ЗАДАНИЕ A
Судя по отрывку о смехе и карнавале, от чего смех освобождает прежде всего?

:: ПРИВЕДЁННЫЙ ОТРЫВОК

Бахтин соглашается с Веселовским в том, что шут был носителем «другой, нефеодальной, неофициальной правды»14, и полемизирует с тем, что Веселовский «берет шута изолированно от всей остальной могучей смеховой культуры средневековья и потому понимает смех лишь как внешнюю защитную форму для «условно-отвлеченной истины»»15. Бахтин при этом согласен с тем, что «смех, безусловно, был и внешней защитной формой. Он был легализован, он имел привилегии, он освобождал (в известной только мере, конечно) от внешней цензуры, от внешних репрессий, от костра. Этот момент нельзя недооценивать. Но сводить к нему все значение смеха совершенно недопустимо. Смех не внешняя, а существенная внутренняя форма, которую нельзя сменить на серьезность, не уничтожив и не исказив самого содержания раскрытой смехом истины. Он освобождает не только от внешней цензуры, но прежде всего от большого внутреннего цензора, от тысячелетиями воспитанного в человеке страха перед священным, перед авторитарным запретом, перед прошлым, перед властью. Он раскрывал материально-телесное начало в его истинном значении. Он раскрывал глаза на новое и будущее. Он, следовательно, не только позволял высказывать антифеодальную народную правду, но он помогал и самому ее раскрытию, и внутреннему формированию. И эта правда тысячелетиями формировалась и отстаивалась в лоне смеха и народно-праздничных смеховых форм.

Смех раскрывал мир по-новому в его максимально веселом и максимально трезвом аспекте. Его внешние привилегии неразрывно связаны с этими внутренними его силами, они являются как бы внешним признанием его внутренних прав. Поэтому смех менее всего мог становиться орудием угнетения и одурманивания народа. И его никогда не удавалось сделать до конца официальным. Он всегда оставался свободным оружием в руках самого народа»16.

Заслуживает внимания тот факт, что одной из особенностей смеха во время карнавала является его двусторонняя направленность, которая включает в себя и осмеяние самого насмешника. Люди не отделяют себя от мира, всецело подверженного изменениям. Они подчеркивают свое несовершенство, незавершенность своего «я», символически умирая во время карнавала, снова оживают и обновляются.

В течение карнавала люди вступают на территорию утопической свободы, равенства и изобилия, бессознательно выставляя напоказ такие свои качества, как нарочитую шутливость, неофициальность, религиозную индифферентность, аполитичность. Мир выглядит непривычно. Фактически создается другой мир, лежащий в иной плоскости по отношению к повседневности с ее привычной иерархией. Шуты и дураки средневекового карнавала являются заслуживающими уважения выразителями его духа. Постоянное присутствие их делает пародийное воспроизведение и высмеивание серьезных обрядов незыблемой частью традиционных карнавалов. Высмеивая политические, социальные и религиозные догмы, участники карнавала освобождаются от необходимости следовать установленной в обществе иерархической системе17.

::::
:: ПРЕДОСТАВЛЕННЫЕ ЗАПИСИ

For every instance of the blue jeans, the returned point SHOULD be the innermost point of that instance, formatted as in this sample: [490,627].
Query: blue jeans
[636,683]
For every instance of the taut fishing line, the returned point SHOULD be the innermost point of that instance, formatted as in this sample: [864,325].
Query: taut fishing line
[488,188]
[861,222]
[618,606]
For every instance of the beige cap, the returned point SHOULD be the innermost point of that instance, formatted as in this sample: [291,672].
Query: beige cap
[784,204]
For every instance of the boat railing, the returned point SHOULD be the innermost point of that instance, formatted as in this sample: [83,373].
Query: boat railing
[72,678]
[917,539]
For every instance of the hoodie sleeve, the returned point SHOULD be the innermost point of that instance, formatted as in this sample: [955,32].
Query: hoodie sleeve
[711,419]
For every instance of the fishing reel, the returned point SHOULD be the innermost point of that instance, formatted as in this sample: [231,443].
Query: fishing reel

::::
:: ПРЕДОСТАВЛЕННЫЕ ЗАПИСИ

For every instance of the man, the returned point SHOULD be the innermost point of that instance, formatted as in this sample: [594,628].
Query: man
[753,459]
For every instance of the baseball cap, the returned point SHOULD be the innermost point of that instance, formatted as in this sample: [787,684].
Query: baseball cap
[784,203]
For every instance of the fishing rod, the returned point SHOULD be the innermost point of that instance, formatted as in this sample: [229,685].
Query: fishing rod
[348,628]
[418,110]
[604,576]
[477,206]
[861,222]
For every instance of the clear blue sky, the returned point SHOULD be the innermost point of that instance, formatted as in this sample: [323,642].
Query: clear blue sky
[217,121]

::::

ЗАДАНИЕ B
Перепишите без изменений записи между строкой, где есть «For every instance of the hoodie», и строкой, где есть «Query: fishing reel», включая обе эти строки.

РЕЗУЛЬТАТ A
От большого внутреннего цензора, то есть от тысячелетиями воспитанного в человеке страха перед священным, перед авторитарным запретом, перед прошлым, перед властью.

РЕЗУЛЬТАТ B
For every instance of the hoodie sleeve, the returned point SHOULD be the innermost point of that instance, formatted as in this sample: [955,32].
Query: hoodie sleeve
[711,419]
For every instance of the fishing reel, the returned point SHOULD be the innermost point of that instance, formatted as in this sample: [231,443].
Query: fishing reel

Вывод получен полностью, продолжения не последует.